▶ Document section:
# Is this a crypt?



## Amazon_Replica (Nov 24, 2007)

after seeing corymad's capture mine is crap lol, but see if you can tell? my mother bought some land in the middle of nowhere ohio, and there is a pond with ludwigia in it, and a flooded woodland that is sometimes swampy but always wet, and there is alot of this plant growing on the ground. I will be going back next weeked and get a better set of pictures


----------



## EDGE (Feb 28, 2004)

Not a crypt. It looks like an erythronium sp plant. a bulbous plant


----------



## ed seeley (Dec 1, 2006)

Definitely an Erythronium sp. or Dogs Tooth Violet

http://en.wikipedia.org/wiki/Erythronium


----------



## Amazon_Replica (Nov 24, 2007)

poop, i better pull it out of my tank then lol

I have crypt sp lutea which i think is now wendtii, and crispatula but i'm not well informed, the leaves had me guessing, thanks guys


----------



## Khamul1of9 (Oct 25, 2005)

Possibly_ Erothrynum americanum_, adders tongue. I took this pic two Thursdays ago.


----------



## corymad (Apr 14, 2008)

nice shot! Khamul, beautiful foliage. 

Pity we don't see this over in this part of the world.


----------



## ed seeley (Dec 1, 2006)

corymad said:


> nice shot! Khamul, beautiful foliage.
> 
> Pity we don't see this over in this part of the world.


Which part of the world are you in? Most of the species are North American but there is one species in Europe and 3 (or more depending on the botanist!) in Asia so they get a around! They are restricted to temperate climates though.


----------



## corymad (Apr 14, 2008)

I'm from bright and sunny tropical Singapore where temperatures soar to a scorching high. Doubt we'll ever see these fellas around.


----------



## rs79 (Dec 7, 2004)

They grow up here too. I know where there's about an acre of them. But, they're extremely difficult to transplant; the root is almost two feet long, thin and delicate and if you break it they die.


----------



## Khamul1of9 (Oct 25, 2005)

Here is one I took of another plant a few days later, this time with orange anthers.


----------

▶ Recorded data:
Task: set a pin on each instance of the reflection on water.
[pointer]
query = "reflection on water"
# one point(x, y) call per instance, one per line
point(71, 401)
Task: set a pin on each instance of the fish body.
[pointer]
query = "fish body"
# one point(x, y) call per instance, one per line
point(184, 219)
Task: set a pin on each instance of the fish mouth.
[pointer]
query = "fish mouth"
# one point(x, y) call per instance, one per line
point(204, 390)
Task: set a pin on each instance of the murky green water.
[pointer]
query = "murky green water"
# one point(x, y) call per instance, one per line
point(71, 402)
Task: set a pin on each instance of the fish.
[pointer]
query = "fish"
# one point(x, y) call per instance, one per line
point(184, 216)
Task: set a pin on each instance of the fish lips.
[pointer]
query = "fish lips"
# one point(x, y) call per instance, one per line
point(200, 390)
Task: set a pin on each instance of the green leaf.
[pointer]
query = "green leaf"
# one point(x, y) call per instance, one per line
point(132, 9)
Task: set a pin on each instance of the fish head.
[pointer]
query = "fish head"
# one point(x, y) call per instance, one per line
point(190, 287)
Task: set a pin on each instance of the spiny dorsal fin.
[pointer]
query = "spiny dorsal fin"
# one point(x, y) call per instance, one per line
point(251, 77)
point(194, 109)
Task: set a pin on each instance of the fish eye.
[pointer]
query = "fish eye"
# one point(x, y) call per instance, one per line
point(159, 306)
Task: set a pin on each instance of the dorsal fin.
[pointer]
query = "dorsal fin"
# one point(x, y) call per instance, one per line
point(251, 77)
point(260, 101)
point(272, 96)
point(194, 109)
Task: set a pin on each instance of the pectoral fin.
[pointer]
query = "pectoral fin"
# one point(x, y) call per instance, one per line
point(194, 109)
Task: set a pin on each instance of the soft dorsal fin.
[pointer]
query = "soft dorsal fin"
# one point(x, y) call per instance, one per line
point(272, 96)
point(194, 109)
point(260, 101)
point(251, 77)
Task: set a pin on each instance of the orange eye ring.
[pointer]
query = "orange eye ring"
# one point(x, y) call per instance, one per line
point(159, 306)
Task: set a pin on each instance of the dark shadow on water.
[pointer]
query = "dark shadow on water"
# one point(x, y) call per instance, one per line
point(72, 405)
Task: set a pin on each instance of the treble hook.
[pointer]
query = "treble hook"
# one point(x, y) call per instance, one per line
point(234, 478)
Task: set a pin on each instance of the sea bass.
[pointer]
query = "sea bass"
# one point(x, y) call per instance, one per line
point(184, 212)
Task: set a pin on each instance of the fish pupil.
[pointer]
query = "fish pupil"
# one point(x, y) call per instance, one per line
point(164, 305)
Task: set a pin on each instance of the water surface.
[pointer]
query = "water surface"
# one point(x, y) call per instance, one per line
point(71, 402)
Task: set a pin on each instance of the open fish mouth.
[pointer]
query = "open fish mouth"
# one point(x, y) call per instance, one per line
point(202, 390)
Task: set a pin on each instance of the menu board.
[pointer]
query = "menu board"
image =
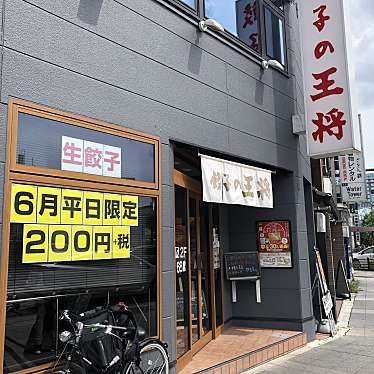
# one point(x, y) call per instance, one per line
point(274, 244)
point(242, 265)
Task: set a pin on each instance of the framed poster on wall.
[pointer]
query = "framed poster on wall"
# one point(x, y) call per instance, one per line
point(274, 244)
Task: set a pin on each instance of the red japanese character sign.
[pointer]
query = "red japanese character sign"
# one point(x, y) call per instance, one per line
point(84, 156)
point(274, 243)
point(330, 113)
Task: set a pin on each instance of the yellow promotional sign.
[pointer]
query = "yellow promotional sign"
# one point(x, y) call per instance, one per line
point(71, 207)
point(82, 243)
point(121, 242)
point(93, 211)
point(59, 243)
point(72, 225)
point(112, 209)
point(102, 243)
point(23, 204)
point(35, 244)
point(49, 205)
point(130, 210)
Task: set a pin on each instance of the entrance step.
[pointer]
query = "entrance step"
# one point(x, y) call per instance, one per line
point(240, 349)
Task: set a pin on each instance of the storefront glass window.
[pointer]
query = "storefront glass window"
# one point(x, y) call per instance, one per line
point(51, 144)
point(239, 17)
point(274, 36)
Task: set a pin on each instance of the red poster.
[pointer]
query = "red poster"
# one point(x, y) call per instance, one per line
point(274, 243)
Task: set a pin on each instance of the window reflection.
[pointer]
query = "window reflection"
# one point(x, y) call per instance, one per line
point(239, 17)
point(274, 36)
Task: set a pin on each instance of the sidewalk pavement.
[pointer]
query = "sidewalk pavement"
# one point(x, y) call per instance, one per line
point(352, 351)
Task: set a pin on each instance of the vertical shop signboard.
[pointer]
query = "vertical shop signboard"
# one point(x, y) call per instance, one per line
point(72, 225)
point(246, 22)
point(274, 244)
point(88, 157)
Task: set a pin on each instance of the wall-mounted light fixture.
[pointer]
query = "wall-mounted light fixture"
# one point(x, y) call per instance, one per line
point(210, 24)
point(274, 63)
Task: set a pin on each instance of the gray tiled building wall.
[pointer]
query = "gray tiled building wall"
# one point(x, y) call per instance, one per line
point(140, 65)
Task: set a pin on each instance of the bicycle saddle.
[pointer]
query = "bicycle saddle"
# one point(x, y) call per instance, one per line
point(141, 334)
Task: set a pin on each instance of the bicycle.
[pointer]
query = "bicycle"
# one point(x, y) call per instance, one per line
point(118, 349)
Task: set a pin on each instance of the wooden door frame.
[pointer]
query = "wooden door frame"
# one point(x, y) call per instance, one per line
point(194, 189)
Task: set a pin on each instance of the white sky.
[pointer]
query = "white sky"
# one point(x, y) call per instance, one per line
point(362, 27)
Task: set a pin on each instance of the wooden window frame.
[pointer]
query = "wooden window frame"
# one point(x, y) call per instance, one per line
point(231, 39)
point(17, 173)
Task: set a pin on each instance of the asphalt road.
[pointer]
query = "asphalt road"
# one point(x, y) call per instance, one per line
point(351, 352)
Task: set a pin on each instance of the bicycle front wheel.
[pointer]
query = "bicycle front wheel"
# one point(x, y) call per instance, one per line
point(153, 360)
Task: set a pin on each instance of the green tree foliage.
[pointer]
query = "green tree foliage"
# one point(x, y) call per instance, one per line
point(367, 238)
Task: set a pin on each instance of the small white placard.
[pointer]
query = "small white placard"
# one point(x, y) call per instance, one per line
point(93, 158)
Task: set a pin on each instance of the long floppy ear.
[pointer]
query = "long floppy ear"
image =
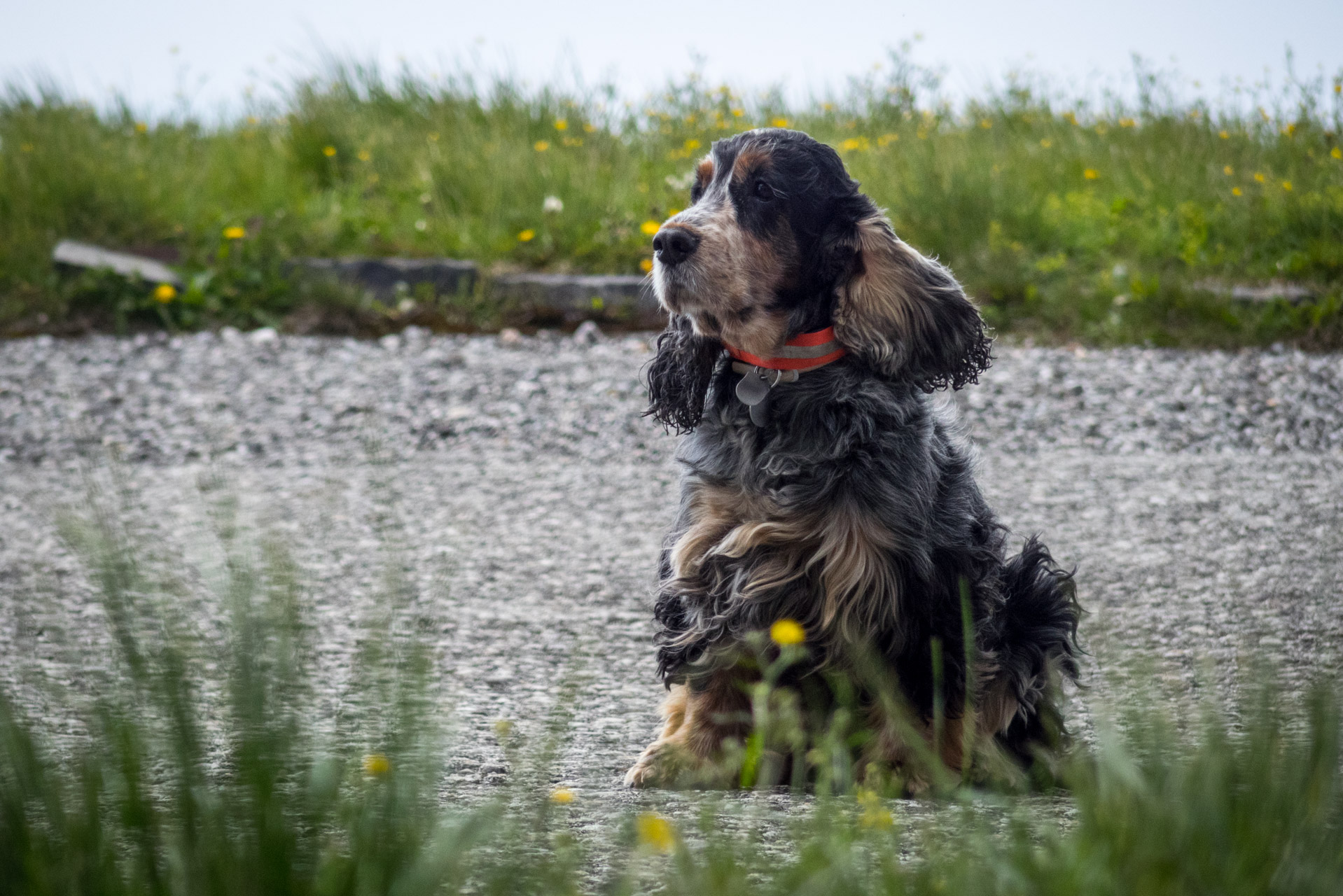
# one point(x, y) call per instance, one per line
point(905, 315)
point(680, 375)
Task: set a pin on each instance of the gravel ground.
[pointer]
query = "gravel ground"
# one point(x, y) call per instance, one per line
point(523, 498)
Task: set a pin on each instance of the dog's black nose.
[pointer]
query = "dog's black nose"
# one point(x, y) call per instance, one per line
point(673, 245)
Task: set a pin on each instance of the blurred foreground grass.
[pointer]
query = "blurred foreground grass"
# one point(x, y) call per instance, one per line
point(1066, 219)
point(203, 762)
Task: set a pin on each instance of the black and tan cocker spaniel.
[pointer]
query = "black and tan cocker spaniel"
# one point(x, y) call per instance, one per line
point(822, 480)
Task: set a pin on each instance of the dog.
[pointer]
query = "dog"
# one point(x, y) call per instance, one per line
point(822, 480)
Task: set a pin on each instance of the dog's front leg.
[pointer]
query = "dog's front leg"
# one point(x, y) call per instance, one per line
point(697, 719)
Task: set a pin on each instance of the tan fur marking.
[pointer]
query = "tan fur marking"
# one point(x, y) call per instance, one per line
point(695, 726)
point(877, 307)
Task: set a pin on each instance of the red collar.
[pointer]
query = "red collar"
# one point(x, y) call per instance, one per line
point(802, 352)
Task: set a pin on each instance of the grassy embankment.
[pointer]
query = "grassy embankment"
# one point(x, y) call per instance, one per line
point(1065, 220)
point(200, 760)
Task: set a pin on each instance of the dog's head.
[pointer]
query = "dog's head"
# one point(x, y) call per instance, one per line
point(779, 241)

▶ Tasks to perform:
1) According to the forum thread about identifying the plant, why are these plants so hard to transplant?
2) From the forum thread about identifying the plant, output the part that opens with the words containing "after seeing corymad's" and closes with "(Feb 28, 2004)".

▶ Responses in order:
1) The root is almost two feet long, thin and delicate, and if you break it the plant dies.

2)
after seeing corymad's capture mine is crap lol, but see if you can tell? my mother bought some land in the middle of nowhere ohio, and there is a pond with ludwigia in it, and a flooded woodland that is sometimes swampy but always wet, and there is alot of this plant growing on the ground. I will be going back next weeked and get a better set of pictures


----------



## EDGE (Feb 28, 2004)